- Goal of the exercise:
Pull out and copy every line of the material below that contains the word "brown". Case counts.

* BEGIN Data *

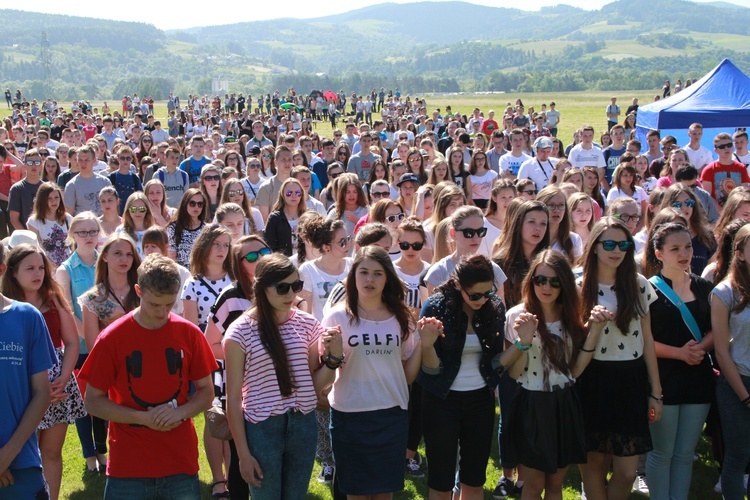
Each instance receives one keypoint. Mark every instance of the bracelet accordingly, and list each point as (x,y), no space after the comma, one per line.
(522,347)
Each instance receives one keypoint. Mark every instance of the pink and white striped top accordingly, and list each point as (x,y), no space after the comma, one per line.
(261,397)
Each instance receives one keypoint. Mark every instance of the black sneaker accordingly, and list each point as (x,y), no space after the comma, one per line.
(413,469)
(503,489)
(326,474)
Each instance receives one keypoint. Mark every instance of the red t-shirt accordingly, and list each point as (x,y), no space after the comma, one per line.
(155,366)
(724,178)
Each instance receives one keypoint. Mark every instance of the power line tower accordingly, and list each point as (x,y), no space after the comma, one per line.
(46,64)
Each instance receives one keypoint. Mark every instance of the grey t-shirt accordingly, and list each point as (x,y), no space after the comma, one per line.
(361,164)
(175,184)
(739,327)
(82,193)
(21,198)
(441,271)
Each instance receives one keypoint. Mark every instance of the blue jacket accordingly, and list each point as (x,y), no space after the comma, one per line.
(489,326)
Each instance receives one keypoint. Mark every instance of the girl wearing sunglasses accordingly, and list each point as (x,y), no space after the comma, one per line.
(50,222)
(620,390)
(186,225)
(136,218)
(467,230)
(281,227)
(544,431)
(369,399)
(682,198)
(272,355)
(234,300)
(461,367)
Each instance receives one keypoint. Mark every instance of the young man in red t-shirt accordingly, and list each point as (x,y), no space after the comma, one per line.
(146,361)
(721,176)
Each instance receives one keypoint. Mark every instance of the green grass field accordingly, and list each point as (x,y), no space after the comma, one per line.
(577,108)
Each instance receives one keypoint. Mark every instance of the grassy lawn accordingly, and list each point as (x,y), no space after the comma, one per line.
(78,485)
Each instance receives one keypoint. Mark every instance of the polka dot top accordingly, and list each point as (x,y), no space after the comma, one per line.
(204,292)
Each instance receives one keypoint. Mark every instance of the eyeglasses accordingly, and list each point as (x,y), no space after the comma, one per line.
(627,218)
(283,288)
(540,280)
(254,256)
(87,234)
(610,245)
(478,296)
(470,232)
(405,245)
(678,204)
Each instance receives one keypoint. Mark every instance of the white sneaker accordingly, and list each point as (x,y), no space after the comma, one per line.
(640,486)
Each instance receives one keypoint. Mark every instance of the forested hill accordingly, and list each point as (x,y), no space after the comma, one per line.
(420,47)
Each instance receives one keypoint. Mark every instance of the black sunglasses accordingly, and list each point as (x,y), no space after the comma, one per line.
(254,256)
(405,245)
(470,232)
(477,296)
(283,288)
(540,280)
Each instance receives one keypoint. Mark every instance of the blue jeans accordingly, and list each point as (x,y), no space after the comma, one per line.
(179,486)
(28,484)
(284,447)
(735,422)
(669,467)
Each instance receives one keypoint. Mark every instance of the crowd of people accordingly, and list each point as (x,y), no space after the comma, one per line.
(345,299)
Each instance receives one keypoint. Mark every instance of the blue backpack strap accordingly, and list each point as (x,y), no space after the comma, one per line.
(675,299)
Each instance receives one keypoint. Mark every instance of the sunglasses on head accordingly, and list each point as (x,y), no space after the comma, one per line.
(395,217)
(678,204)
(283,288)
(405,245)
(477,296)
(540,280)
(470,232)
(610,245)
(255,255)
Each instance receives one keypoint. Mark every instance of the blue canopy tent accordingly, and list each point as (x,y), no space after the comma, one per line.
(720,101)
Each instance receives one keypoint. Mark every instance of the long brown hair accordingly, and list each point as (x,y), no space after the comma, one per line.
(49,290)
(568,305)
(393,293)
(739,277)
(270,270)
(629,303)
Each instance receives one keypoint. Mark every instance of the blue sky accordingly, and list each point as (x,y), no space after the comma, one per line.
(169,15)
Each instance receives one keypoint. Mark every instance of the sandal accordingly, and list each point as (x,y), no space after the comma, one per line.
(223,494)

* END Data *
* BEGIN Data *

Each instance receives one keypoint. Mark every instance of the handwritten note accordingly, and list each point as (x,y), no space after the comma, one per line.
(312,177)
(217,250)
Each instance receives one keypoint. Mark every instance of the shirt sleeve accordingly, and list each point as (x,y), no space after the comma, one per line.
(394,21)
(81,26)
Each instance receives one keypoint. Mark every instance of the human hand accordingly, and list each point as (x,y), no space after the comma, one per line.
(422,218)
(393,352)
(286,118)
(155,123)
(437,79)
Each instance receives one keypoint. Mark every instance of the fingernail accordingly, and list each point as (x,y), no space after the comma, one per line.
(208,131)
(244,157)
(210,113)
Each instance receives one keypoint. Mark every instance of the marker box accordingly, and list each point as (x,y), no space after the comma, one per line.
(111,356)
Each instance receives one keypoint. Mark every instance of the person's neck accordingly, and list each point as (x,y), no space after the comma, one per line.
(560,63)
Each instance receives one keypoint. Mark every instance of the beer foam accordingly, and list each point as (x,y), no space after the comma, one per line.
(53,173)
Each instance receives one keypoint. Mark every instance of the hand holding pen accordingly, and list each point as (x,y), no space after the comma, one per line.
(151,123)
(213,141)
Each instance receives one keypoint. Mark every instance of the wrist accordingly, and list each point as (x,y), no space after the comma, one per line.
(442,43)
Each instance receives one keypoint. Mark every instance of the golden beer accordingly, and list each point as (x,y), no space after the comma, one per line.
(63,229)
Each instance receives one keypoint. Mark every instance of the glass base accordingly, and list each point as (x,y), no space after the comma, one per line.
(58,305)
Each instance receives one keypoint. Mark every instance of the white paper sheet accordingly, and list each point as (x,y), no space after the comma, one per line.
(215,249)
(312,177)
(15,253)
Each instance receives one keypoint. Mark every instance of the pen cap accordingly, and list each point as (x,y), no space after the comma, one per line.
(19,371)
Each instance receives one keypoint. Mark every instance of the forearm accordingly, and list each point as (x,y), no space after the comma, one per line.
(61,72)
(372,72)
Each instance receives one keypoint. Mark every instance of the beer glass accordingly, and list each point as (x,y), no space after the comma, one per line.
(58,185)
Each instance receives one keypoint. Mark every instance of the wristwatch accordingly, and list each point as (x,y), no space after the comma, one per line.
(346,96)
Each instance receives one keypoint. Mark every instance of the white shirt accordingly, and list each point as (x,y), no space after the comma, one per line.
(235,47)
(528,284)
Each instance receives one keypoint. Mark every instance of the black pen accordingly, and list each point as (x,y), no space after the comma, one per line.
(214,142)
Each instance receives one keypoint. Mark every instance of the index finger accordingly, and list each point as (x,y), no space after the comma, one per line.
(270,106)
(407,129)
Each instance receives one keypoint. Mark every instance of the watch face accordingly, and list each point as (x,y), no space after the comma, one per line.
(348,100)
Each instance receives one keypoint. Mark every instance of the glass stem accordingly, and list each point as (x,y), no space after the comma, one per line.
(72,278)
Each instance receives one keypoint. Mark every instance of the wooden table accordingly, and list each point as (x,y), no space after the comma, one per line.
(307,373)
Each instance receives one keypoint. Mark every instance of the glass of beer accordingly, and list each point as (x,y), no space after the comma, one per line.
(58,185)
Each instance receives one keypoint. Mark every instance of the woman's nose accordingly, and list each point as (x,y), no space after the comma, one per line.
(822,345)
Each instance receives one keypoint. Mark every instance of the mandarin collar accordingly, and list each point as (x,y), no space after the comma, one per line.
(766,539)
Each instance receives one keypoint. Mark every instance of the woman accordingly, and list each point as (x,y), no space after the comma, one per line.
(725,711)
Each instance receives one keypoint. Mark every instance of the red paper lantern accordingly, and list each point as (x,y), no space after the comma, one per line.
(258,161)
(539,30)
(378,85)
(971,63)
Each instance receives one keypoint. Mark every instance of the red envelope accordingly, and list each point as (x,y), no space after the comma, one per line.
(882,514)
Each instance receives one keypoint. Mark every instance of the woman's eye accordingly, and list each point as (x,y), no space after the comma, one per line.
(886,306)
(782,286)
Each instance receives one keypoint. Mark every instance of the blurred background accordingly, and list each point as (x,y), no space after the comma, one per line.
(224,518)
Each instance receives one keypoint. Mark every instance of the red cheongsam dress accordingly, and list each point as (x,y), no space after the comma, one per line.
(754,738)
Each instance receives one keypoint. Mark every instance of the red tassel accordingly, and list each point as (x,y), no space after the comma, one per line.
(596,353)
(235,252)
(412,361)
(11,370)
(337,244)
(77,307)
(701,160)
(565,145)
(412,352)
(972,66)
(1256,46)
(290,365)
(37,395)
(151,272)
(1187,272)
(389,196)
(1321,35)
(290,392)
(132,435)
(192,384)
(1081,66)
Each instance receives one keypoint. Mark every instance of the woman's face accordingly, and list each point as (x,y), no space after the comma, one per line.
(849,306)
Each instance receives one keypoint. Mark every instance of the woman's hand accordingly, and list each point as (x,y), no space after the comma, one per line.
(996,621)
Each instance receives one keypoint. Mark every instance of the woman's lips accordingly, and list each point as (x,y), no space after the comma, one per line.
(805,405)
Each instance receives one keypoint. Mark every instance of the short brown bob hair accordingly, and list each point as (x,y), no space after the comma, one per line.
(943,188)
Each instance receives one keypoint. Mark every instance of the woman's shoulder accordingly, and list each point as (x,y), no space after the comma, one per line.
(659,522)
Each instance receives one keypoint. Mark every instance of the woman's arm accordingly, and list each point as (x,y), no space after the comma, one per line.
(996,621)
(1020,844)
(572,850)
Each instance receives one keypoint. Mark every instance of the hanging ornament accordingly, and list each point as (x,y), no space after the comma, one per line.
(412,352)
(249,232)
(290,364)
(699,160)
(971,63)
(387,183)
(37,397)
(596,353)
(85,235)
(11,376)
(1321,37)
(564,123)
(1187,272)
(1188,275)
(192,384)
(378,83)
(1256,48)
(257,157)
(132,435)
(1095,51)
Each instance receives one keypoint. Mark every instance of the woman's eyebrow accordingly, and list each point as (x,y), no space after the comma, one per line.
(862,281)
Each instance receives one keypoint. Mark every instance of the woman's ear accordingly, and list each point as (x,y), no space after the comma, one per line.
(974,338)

* END Data *
* BEGIN Data *

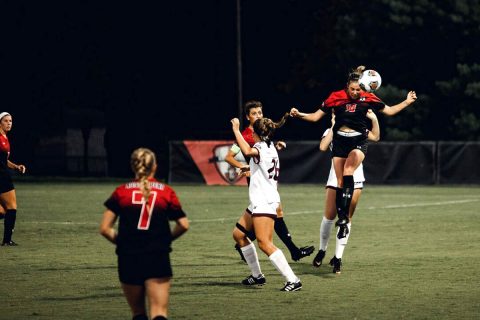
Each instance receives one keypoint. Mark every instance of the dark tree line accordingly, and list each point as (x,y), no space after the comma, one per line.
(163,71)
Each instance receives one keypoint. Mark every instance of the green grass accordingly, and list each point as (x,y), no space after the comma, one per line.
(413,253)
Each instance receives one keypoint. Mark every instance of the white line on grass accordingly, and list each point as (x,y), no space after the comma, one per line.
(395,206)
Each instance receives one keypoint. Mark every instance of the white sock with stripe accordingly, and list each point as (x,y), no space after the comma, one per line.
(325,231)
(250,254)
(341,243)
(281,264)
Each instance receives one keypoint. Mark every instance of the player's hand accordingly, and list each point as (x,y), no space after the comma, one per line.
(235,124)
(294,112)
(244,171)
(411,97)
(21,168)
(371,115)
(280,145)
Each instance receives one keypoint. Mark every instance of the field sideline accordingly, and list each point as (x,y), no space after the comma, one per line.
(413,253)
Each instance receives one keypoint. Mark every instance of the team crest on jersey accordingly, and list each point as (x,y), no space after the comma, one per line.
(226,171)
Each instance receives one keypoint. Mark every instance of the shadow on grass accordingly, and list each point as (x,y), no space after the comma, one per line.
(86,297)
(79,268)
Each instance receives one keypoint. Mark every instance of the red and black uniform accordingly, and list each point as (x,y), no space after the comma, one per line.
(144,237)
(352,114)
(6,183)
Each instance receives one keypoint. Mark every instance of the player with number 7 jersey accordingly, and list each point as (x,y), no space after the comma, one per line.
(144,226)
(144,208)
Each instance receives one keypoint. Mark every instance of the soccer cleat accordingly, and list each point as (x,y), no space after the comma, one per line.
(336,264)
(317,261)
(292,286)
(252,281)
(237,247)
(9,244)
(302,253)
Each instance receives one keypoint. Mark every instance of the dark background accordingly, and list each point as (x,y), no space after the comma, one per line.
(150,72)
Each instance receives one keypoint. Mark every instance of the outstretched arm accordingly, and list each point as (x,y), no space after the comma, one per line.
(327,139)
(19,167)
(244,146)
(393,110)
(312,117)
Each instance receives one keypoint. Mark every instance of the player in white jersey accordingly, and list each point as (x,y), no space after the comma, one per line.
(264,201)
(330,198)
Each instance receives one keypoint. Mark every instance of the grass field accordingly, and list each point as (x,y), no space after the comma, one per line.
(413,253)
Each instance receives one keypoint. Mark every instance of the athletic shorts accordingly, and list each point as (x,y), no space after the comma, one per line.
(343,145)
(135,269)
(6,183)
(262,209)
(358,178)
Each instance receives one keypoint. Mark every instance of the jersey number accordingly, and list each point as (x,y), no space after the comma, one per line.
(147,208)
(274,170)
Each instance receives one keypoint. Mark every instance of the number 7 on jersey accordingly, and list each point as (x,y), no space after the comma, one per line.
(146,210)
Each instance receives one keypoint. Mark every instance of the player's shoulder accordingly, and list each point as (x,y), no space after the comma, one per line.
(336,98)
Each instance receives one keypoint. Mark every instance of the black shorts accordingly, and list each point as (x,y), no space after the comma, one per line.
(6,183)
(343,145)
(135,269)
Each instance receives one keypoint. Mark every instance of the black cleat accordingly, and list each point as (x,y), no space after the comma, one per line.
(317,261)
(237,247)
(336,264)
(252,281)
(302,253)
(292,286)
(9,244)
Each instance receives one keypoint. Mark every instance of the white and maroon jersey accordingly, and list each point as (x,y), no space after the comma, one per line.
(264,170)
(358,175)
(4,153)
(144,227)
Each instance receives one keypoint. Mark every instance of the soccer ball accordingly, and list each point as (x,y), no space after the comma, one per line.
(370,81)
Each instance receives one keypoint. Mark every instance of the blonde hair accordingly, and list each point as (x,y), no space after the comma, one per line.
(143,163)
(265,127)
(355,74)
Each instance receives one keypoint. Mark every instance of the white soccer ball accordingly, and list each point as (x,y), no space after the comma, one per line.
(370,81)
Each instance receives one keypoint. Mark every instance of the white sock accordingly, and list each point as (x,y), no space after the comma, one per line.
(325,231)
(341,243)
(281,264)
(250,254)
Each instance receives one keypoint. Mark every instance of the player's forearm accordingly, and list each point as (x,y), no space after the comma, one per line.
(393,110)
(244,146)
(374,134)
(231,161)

* END Data *

- Completed task:
Each instance receives one keypoint. Mark every instance of the long brown hair accordingly, and list each point as (x,y), no space after the comma, one per line.
Each instance receives one keypoint. Mark every instance of the short brown bob hair accordingly, and list each point as (x,y), no space after the comma, one per line.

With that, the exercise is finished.